Boubacar Kante

Research Expertise and Interest

optoelectronics, quantum optics, optimization, Antennas, Biophysics and Sensing

Research Description

Boubacar Kante is the inaugural Chenming Hu endowed Chaired Professor at UC Berkeley, Electrical Engineering and Computer Sciences (EECS). His multidisciplinary research interests are in the areas of wave-matter interaction and classical and quantum optoelectronics. His interests spans from microwaves to optics and related fields such as antennas, nanophotonics, novel materials, and nonlinear optics.

Boubacar Kanté is best known for his discovery of scale-invariant lasers, also known as Berkeley Surface Emitting Lasers (BerkSELs), that overcome a more than six-decade long challenge in wave-physics on how to increase the size of a lasing cavity while maintaining it single mode. He proposed and demonstrated the world first topological laser (an intrinsically non-reciprocal laser) based on the quantum Hall effect for light, a demonstration selected as one of the top 10 discoveries by Physics World in 2017. He demonstrated the world first bound state in continuum (BIC) laser, where he highlighted the unique scaling of BIC cavities for enabling compact and efficient light sources. He also demonstrated the first on-demand quantum light source in silicon emitting telecom photons. His group hold the world record for plasmonic nano bio sensing (immuno-assay nanosensing) using a scheme he proposed for the subwavelength-scale implementation of singularities of open systems known as exceptional-points. He also holds the world record for the bandwidth and efficiency of planar structured lenses, a structure he named “the Fishnet-Achromatic-Metalens (FAM)”. Prof. Kanté demonstrated the first non-magnetic metamaterial invisibility cloak. He introduced the notion of symmetry/parity of ring resonators, an idea used to prove that closed rings, previously believed incapable of producing artificial magnetism, can make ultra-broadband negative index in metamaterials.

In the News

New Single-Mode Semiconductor Laser Delivers Power With Scalability

Berkeley engineers have created a new type of semiconductor laser that accomplishes an elusive goal in the field of optics: the ability to emit a single mode of light while maintaining the ability to scale up in size and power. It is an achievement that means size does not have to come at the expense of coherence, enabling lasers to be more powerful and to cover longer distances for many applications.

Making lasers more efficient, versatile and compact

Their inner workings reside in the realm of physics, but lasers make everyday life possible. With support from the Bakar Fellows Program, Boubacar Kante is preparing to fabricate a prototype and demonstrate the potential of the Bound State in Continuum Surface Emitting Laser (BICSEL) for a range of applications.

▬▬▬▬▬▬▬▬▬▬

== WORK REQUIRED ==
Continue the profile of Boubacar Kante from its final sentence, writing the next part of the text.

▬▬▬▬▬▬▬▬▬▬

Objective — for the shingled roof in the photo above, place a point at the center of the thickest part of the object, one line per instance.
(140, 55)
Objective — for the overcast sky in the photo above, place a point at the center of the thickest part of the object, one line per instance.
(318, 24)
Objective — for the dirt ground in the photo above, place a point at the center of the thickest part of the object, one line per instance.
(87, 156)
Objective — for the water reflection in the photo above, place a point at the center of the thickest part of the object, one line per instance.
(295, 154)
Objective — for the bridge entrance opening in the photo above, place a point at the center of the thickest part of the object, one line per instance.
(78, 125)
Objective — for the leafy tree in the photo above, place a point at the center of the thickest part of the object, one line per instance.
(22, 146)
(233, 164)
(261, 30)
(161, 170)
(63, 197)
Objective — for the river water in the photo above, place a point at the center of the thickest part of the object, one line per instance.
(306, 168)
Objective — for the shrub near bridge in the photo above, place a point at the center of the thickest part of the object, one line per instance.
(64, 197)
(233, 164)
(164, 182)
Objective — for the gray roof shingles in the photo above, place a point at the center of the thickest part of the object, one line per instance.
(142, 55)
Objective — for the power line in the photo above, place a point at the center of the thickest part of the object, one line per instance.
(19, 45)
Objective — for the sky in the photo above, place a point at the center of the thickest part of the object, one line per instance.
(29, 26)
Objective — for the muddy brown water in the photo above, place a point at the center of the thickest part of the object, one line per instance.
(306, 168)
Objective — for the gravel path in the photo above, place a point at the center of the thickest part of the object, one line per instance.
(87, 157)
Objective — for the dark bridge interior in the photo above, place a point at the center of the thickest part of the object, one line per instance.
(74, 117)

▬▬▬▬▬▬▬▬▬▬

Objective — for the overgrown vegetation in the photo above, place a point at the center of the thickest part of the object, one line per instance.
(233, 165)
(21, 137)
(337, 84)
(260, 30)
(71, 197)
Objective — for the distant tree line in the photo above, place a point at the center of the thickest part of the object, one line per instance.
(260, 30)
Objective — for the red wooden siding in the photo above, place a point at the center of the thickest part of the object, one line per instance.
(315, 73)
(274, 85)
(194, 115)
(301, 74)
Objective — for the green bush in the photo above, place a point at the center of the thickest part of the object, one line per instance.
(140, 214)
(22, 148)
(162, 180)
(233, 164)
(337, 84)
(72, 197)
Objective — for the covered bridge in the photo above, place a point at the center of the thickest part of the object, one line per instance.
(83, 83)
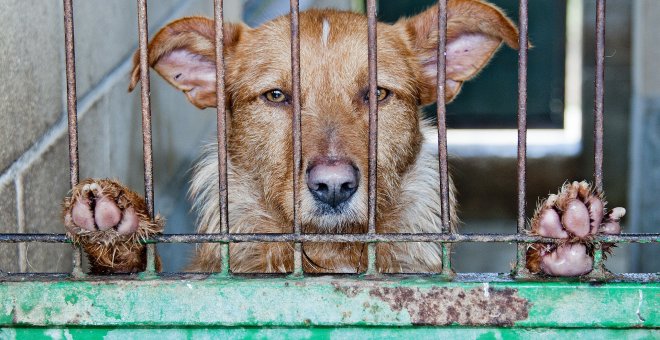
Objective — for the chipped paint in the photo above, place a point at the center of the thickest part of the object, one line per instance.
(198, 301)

▬▬▬▬▬▬▬▬▬▬

== SOLVED EXERCISE ==
Light unbound: Data limits could vanish with new optical antennas

Researchers at the University of California, Berkeley, have found a new way to harness properties of light waves that can radically increase the amount of data they carry. They demonstrated the emission of discrete twisting laser beams from antennas made up of concentric rings roughly equal to the diameter of a human hair, small enough to be placed on computer chips.

Record-breaking metalens could revolutionize optical technologies

Traditional lenses — like the ones found in eyeglasses — are bulky, heavy and only focus light across a limited number of wavelengths. A new, ultrathin metalens developed by researchers at the University of California, Berkeley, uses an array of tiny, connected waveguides that resembles a fishnet to focus light at wavelengths spanning from the visible to the infrared with record-breaking efficiencies.

Featured in the Media

Please note: The views and opinions expressed in these articles are those of the authors and do not necessarily reflect the official policy or positions of UC Berkeley.
February 25, 2021
Alanis Hayal
New research throws wide open the amount of information that can be simultaneously transmitted by a single light source. Researchers at the University of California, Berkeley, have found a new way to harness properties of light waves that can radically increase the amount of data they carry. "It's the first time that lasers producing twisted light have been directly multiplexed," said Boubacar Kanté, Berkeley's Chenming Hu associate professor of electrical engineering and computer sciences. "We've been experiencing an explosion of data in our world, and the communication channels we have now will soon be insufficient for what we need." For more on this, see our press release at Berkeley News.